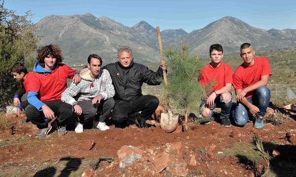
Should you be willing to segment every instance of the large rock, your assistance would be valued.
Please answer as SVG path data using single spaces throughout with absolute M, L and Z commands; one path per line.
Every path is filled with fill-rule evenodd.
M 143 157 L 142 150 L 139 148 L 131 145 L 124 146 L 117 151 L 119 159 L 118 166 L 120 168 L 125 168 L 132 164 L 137 159 Z

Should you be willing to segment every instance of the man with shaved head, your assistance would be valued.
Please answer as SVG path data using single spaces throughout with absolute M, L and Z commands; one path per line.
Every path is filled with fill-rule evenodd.
M 165 63 L 161 63 L 154 72 L 143 64 L 134 62 L 132 50 L 128 46 L 120 47 L 117 51 L 118 62 L 104 67 L 110 73 L 115 89 L 115 105 L 112 119 L 116 127 L 124 128 L 134 122 L 140 128 L 148 128 L 146 121 L 151 118 L 159 101 L 153 95 L 143 95 L 143 83 L 159 85 L 163 78 Z M 139 116 L 135 113 L 141 112 Z
M 237 104 L 232 109 L 232 114 L 235 123 L 242 126 L 254 116 L 254 127 L 262 128 L 263 118 L 270 100 L 270 90 L 266 86 L 271 71 L 268 59 L 255 57 L 255 54 L 251 44 L 241 45 L 240 56 L 244 62 L 233 74 Z

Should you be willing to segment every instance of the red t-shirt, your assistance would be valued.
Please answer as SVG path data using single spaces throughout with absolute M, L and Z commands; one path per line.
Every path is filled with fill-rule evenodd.
M 216 68 L 211 67 L 209 63 L 201 68 L 198 82 L 206 87 L 213 86 L 213 91 L 218 90 L 227 83 L 232 84 L 232 73 L 231 67 L 223 62 Z
M 26 78 L 28 86 L 25 86 L 25 89 L 27 92 L 38 92 L 38 98 L 41 101 L 60 100 L 62 93 L 67 87 L 67 79 L 72 79 L 76 71 L 61 63 L 50 73 L 34 72 L 34 78 Z
M 233 74 L 233 87 L 235 89 L 244 89 L 260 81 L 261 76 L 271 75 L 271 70 L 268 59 L 264 57 L 254 58 L 255 63 L 247 66 L 244 63 L 236 68 Z M 253 95 L 253 91 L 247 93 L 246 98 Z

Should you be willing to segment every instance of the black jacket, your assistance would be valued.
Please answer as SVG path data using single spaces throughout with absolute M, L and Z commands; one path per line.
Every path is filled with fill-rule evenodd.
M 130 101 L 142 96 L 143 82 L 151 86 L 160 85 L 163 78 L 160 67 L 156 72 L 149 69 L 143 64 L 134 63 L 125 68 L 118 62 L 109 64 L 103 67 L 109 71 L 112 84 L 115 89 L 114 99 Z

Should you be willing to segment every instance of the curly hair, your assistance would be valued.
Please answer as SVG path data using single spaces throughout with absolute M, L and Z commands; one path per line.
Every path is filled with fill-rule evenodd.
M 39 47 L 37 50 L 37 60 L 42 67 L 44 67 L 44 58 L 48 56 L 51 56 L 57 59 L 56 64 L 59 64 L 62 62 L 63 57 L 62 57 L 62 50 L 57 45 L 50 44 L 46 46 Z

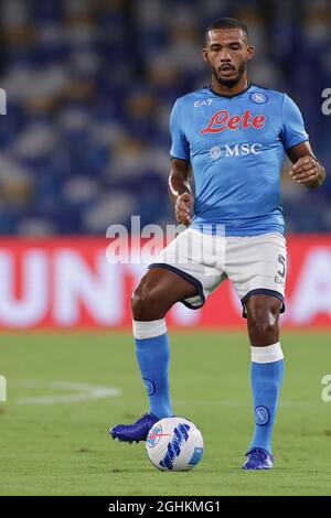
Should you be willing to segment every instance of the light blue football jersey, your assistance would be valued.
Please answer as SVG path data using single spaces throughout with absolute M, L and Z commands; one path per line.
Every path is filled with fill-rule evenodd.
M 175 101 L 170 131 L 171 157 L 190 161 L 193 170 L 193 228 L 224 225 L 226 236 L 284 234 L 285 151 L 308 140 L 290 97 L 256 85 L 226 97 L 209 86 Z

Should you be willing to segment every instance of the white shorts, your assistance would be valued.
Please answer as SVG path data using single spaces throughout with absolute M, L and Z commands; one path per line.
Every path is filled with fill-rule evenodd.
M 181 302 L 202 307 L 206 298 L 229 279 L 243 304 L 253 294 L 281 300 L 286 281 L 286 239 L 281 234 L 260 236 L 212 236 L 188 228 L 168 245 L 149 266 L 167 268 L 196 287 L 197 294 Z

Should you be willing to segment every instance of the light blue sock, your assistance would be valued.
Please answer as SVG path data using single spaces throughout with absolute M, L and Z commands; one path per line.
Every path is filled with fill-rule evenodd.
M 252 347 L 255 430 L 249 450 L 261 447 L 271 454 L 271 435 L 282 373 L 284 355 L 279 342 L 267 347 Z
M 166 321 L 134 321 L 134 335 L 150 411 L 159 419 L 171 417 L 173 412 L 168 379 L 170 349 Z

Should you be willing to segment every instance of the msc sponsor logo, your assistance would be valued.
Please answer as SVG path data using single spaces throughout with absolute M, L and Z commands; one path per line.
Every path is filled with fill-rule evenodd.
M 263 114 L 253 116 L 250 110 L 245 110 L 243 115 L 233 115 L 231 117 L 227 110 L 218 110 L 212 116 L 207 126 L 201 130 L 201 133 L 221 133 L 226 129 L 235 131 L 239 128 L 261 129 L 265 123 L 266 116 Z
M 213 160 L 221 159 L 222 157 L 245 157 L 246 154 L 259 154 L 261 148 L 263 145 L 258 142 L 253 144 L 225 144 L 224 147 L 213 145 L 210 149 L 210 155 Z

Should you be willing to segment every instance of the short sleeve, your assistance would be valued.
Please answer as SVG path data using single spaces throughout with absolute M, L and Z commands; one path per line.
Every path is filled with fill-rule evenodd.
M 182 130 L 182 114 L 177 100 L 170 115 L 171 149 L 170 154 L 175 159 L 190 160 L 190 148 Z
M 296 102 L 285 94 L 282 101 L 281 141 L 285 150 L 309 140 L 305 122 Z

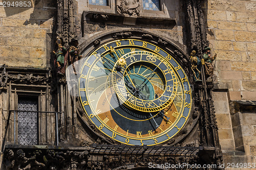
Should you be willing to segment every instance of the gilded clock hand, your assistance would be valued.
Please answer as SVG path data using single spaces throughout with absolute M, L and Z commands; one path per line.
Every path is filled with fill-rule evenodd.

● ● ●

### WHAT YOU WILL DO
Rewrite the records above, replacing "your assistance would be valued" with "your help would be appreciated" wherever it occurs and leaving all other text as it is. Omit the pictures from your answer.

### TASK OUTPUT
Should you be willing to segment every instance of the large rock, your help would be appreciated.
Please answer as SVG path data using single spaces throughout with absolute M, L and Z commands; one path per line.
Every path is filled with fill-rule evenodd.
M 143 157 L 142 150 L 139 148 L 131 145 L 124 146 L 117 151 L 119 159 L 118 166 L 120 168 L 125 168 L 132 164 L 137 159 Z

Should you be willing to segment every instance of the man with shaved head, your help would be appreciated.
Please answer as SVG path data using single spaces throughout with absolute M, L and Z commands; one path per line.
Every path is filled with fill-rule evenodd.
M 165 63 L 161 63 L 154 72 L 143 64 L 134 62 L 132 50 L 128 46 L 120 47 L 117 51 L 118 62 L 104 67 L 110 73 L 115 89 L 115 105 L 112 119 L 116 127 L 124 128 L 134 122 L 140 128 L 148 128 L 146 121 L 151 118 L 159 101 L 153 95 L 143 95 L 143 83 L 159 85 L 163 78 Z M 139 116 L 135 113 L 141 112 Z
M 237 104 L 232 109 L 232 114 L 235 123 L 242 126 L 254 116 L 254 127 L 262 128 L 263 118 L 270 100 L 270 90 L 266 86 L 271 71 L 268 59 L 255 57 L 255 54 L 251 44 L 241 45 L 240 56 L 244 62 L 233 74 Z

Should you be willing to segment every instance of the red t-shirt, your help would be appreciated.
Please answer as SVG path data using single spaces throughout with absolute M, L and Z commands; one path per line.
Every path is filled with fill-rule evenodd.
M 216 68 L 211 67 L 209 63 L 201 68 L 198 82 L 206 87 L 213 86 L 213 91 L 218 90 L 227 83 L 232 84 L 232 73 L 231 67 L 223 62 Z
M 26 78 L 28 86 L 25 86 L 25 89 L 27 92 L 38 92 L 38 98 L 41 101 L 60 100 L 62 93 L 67 87 L 67 79 L 72 79 L 76 71 L 61 63 L 50 73 L 34 72 L 34 78 Z
M 233 74 L 233 87 L 235 89 L 244 89 L 260 81 L 261 76 L 271 75 L 271 70 L 268 59 L 264 57 L 254 58 L 255 63 L 247 66 L 244 63 L 236 68 Z M 253 95 L 253 91 L 247 93 L 246 98 Z

Should you be willing to segment every instance of the black jacket, your help would be appreciated.
Please answer as SVG path data using single spaces throughout with absolute M, L and Z commands; one path per line.
Every path is filled with fill-rule evenodd.
M 130 101 L 142 96 L 143 82 L 151 86 L 160 85 L 163 78 L 160 67 L 156 72 L 149 69 L 143 64 L 134 63 L 125 68 L 118 62 L 109 64 L 103 67 L 109 71 L 112 84 L 115 89 L 114 99 Z

Should you be willing to segment every instance of the curly hair, your help would be appreciated.
Please answer as SVG path data using single spaces throughout with absolute M, L and Z commands; one path per line.
Every path is filled with fill-rule evenodd.
M 39 47 L 37 50 L 37 60 L 42 67 L 44 67 L 44 58 L 48 56 L 51 56 L 57 59 L 56 64 L 59 64 L 62 62 L 63 57 L 62 57 L 62 50 L 57 45 L 50 44 L 46 46 Z

Should you be willing to segment every instance of the light blue football jersey, your help would be appreciated.
Please answer as SVG path data using single spaces throughout with absolute M, L and Z commands; one path per line.
Every path is filled with fill-rule evenodd.
M 175 101 L 170 131 L 171 157 L 190 161 L 193 170 L 193 228 L 224 225 L 226 236 L 284 234 L 285 151 L 308 140 L 290 97 L 256 85 L 226 97 L 209 86 Z

Should you be willing to segment every instance of the white shorts, your help would be appreciated.
Please answer as SVG path data using single spaces throughout with absolute M, L and Z commands; one path per line.
Every path is filled with fill-rule evenodd.
M 181 302 L 202 307 L 206 298 L 229 279 L 243 304 L 253 294 L 281 300 L 286 281 L 286 239 L 281 234 L 260 236 L 212 236 L 188 228 L 168 245 L 149 266 L 167 268 L 196 287 L 197 294 Z

Should you be willing to segment every instance of the light blue sock, your help would be appreciated.
Please answer as SVG path data using single spaces throughout with absolute M, L and Z commands; one path per line.
Every path is filled with fill-rule evenodd.
M 252 347 L 255 430 L 249 450 L 261 447 L 271 454 L 271 435 L 282 373 L 284 355 L 279 342 L 267 347 Z
M 166 321 L 134 321 L 134 335 L 150 411 L 159 419 L 171 417 L 173 412 L 168 379 L 170 349 Z

Should you be willing to segment every instance of the msc sponsor logo, your help would be appreciated.
Please answer as SVG path data using single spaces throughout with absolute M, L and Z commands; one path per line.
Every path is filled with fill-rule evenodd.
M 263 114 L 253 116 L 250 110 L 245 110 L 243 115 L 233 115 L 231 117 L 227 110 L 218 110 L 212 116 L 207 126 L 201 130 L 201 133 L 221 133 L 226 129 L 235 131 L 239 128 L 261 129 L 265 123 L 266 116 Z
M 213 160 L 221 159 L 222 157 L 245 157 L 246 154 L 259 154 L 261 148 L 263 145 L 258 142 L 253 144 L 225 144 L 224 147 L 213 145 L 210 149 L 210 155 Z

Should you be willing to segment every instance of the short sleeve, your help would be appreciated.
Please answer as SVG path data using single spaces throughout with absolute M, L and Z commands; one path per line.
Every path is filled with fill-rule evenodd.
M 182 130 L 182 114 L 177 100 L 170 115 L 171 149 L 170 154 L 175 159 L 190 160 L 190 148 Z
M 296 102 L 285 94 L 282 101 L 281 141 L 285 150 L 309 140 L 305 122 Z

Should you be willing to segment every instance of the gilded clock hand, your help would be appreciated.
Please answer as SVG path data using single spaces throughout with absolute M, L and Z commands; one path per line.
Every path is filled with fill-rule evenodd.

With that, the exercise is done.